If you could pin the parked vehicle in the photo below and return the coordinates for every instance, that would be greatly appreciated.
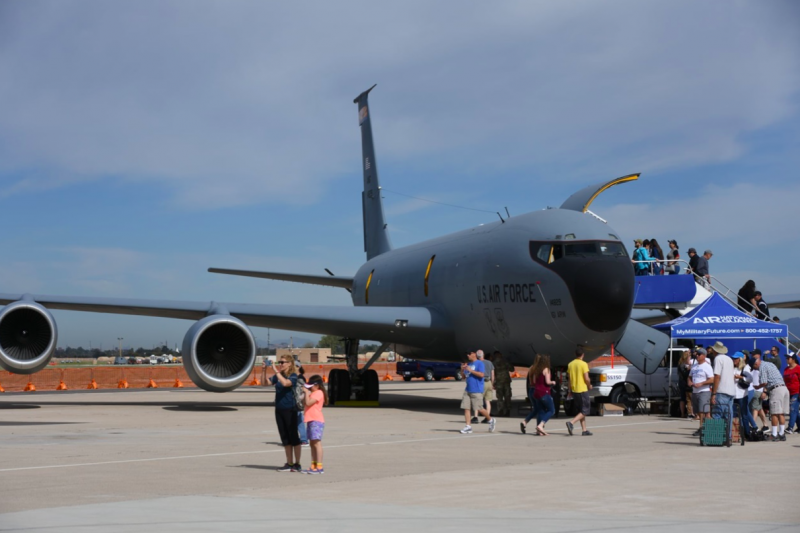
--
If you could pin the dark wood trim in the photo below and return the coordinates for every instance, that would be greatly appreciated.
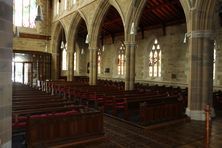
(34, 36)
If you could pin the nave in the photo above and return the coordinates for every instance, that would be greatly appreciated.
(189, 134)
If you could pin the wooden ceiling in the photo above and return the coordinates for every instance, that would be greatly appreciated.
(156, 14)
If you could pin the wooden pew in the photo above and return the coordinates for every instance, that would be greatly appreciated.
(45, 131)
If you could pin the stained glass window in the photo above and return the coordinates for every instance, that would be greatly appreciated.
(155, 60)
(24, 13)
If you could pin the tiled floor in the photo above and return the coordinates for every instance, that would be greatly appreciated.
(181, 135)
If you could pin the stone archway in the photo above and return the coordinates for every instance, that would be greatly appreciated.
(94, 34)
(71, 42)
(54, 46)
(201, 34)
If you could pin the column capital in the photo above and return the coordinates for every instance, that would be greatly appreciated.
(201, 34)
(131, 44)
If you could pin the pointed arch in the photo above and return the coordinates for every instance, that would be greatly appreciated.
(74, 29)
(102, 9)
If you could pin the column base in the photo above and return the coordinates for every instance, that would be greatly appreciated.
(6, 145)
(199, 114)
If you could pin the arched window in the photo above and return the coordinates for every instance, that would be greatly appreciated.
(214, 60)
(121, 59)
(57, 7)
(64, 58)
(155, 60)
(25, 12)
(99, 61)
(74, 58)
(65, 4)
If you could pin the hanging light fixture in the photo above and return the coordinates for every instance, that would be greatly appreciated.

§ **What you will do**: Revise the data from the line that contains "If you could pin the nave" through the line that contains "If you could pin the hanging", changing "greatly appreciated" to "much appreciated" and leaving everything else as it is. Return only those lines.

§ **The reply**:
If you could pin the nave in the photo above and return the coordinates for every instance, that would be much appreciated.
(189, 134)
If you could pin the wooden ceiling in the photo above and return the coordinates for every instance, that would be much appreciated.
(156, 14)
If you could pin the wooden pew in the photo above and return the coordinates for every instance, that would be much appreciated.
(45, 131)
If you could pin the stained glass window in the photo above and return the coordinates for every instance, that would be much appreciated.
(155, 60)
(24, 13)
If you could pin the tiled floor in the photo above and return the coordinates for every instance, that would be much appreciated.
(181, 135)
If you could pin the stone archway in the photo above and return the coordinates for every instance, that would be much appreciated.
(94, 34)
(71, 42)
(54, 46)
(201, 34)
If you could pin the column capital in the photo above and return the coordinates for every instance, that would be much appreciated.
(201, 34)
(131, 44)
If you could pin the pointed arch in the photo above and return the coordinates for every instance, that would be much appreciated.
(74, 29)
(102, 9)
If you could pin the column base in the photo above and return the coordinates for every instance, that would be much appreciated.
(6, 145)
(199, 114)
If you could pin the arched window in the photo above and return the coordinates for every instance, that would be much appreciated.
(214, 60)
(121, 59)
(57, 7)
(64, 58)
(155, 60)
(25, 12)
(99, 61)
(74, 58)
(65, 4)
If you could pin the hanging light fixture in the photo above and return the coordinates for every instance, that would be much appreciated.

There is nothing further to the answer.